Arbeitsaufträge:
1/ Übertragen Sie aus dem Dokumentauszug wortgetreu den Abschnitt zwischen „Zu Gunsten der“ und „beträgt 2561,50 EUR.“, beide Stellen eingeschlossen.
2/ Erläutern Sie anhand des Dokumentauszugs in ein bis drei Sätzen, weshalb die Rechtspflegerin nur 20 Stunden als vergütungsfähig anerkannt hat.

Dokumentauszug:
'''

Leitsatz (amtlich)

1. Zu den Tätigkeiten, für die ein Umgangspfleger Vergütung verlangen kann.

2. Nicht vergütungsfähig ist eine Begleitung des Umgangs, wenn dies vom Familiengericht nicht angeordnet wurde.

 

Verfahrensgang

AG Berlin-Tempelhof-Kreuzberg (Beschluss vom 27.04.2012; Aktenzeichen 173 F 14449/09)

 

Tenor

Auf die Beschwerde der Umgangspflegerin wird der Beschluss des AG Tempelhof-Kreuzberg vom 27.4.2012 unter Zurückweisung des weiter gehenden Rechtsmittels teilweise abgeändert:

Zu Gunsten der Beschwerdeführerin wird eine weiter gehende Vergütung von 1005 EUR festgesetzt.

Im Übrigen wird ihr Antrag zurückgewiesen.

Die Beschwerdeführerin hat die Hälfte der Gerichtskosten zu tragen. Außergerichtliche Kosten sind nicht zu erstatten.

Der Wert des Beschwerdeverfahrens beträgt 2561,50 EUR.

 

Gründe

I. Die Beschwerdeführerin wurde mit Beschluss des AG Tempelhof-Kreuzberg vom 31.1.2011 zur Umgangspflegerin bestellt. Mit geänderter Rechnung vom 21.10.2011 (Blatt 145) begehrt sie für 93 geleistete Stunden nebst Auslagen eine Gesamtvergütung von 3251,50 EUR. Die Rechtspflegerin des AG hat mit Beschluss vom 27.4.2012 eine Vergütung nebst Auslagen von insgesamt 690 EUR festgesetzt und dabei insgesamt 20 Stunden als vergütungsfähig angesehen. Ein weiter gehender Zeitaufwand sei nicht gerechtfertigt, da es ausgereicht hätte, sich nach dem Umgang bei den Beteiligten über den Verlauf zu erkundigen und gegebenenfalls "Verbesserungsvorschläge" zu machen.

'''

Extrahierte Zeilen:
'''

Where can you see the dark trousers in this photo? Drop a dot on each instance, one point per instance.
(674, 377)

'''
'''

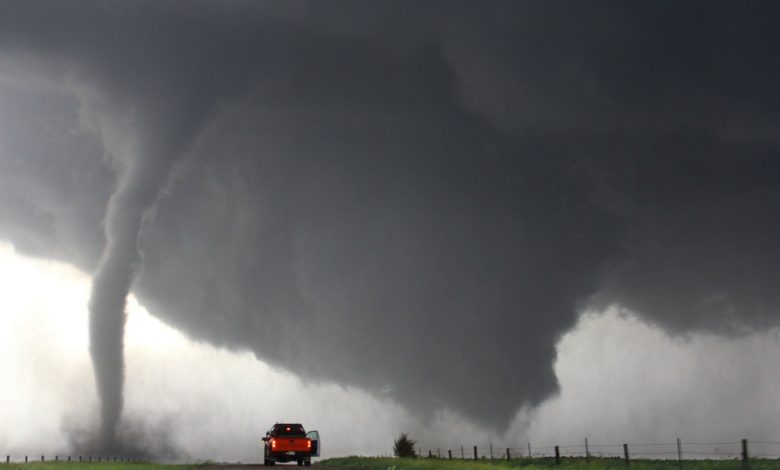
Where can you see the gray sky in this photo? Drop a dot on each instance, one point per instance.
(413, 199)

'''

Ergebnisse je Aufgabe:
1/
Zu Gunsten der Beschwerdeführerin wird eine weiter gehende Vergütung von 1005 EUR festgesetzt.

Im Übrigen wird ihr Antrag zurückgewiesen.

Die Beschwerdeführerin hat die Hälfte der Gerichtskosten zu tragen. Außergerichtliche Kosten sind nicht zu erstatten.

Der Wert des Beschwerdeverfahrens beträgt 2561,50 EUR.

2/ Die Rechtspflegerin hielt einen über 20 Stunden hinausgehenden Zeitaufwand nicht für gerechtfertigt. Ihrer Auffassung nach hätte es ausgereicht, sich nach dem Umgang bei den Beteiligten über den Verlauf zu erkundigen und gegebenenfalls „Verbesserungsvorschläge“ zu machen.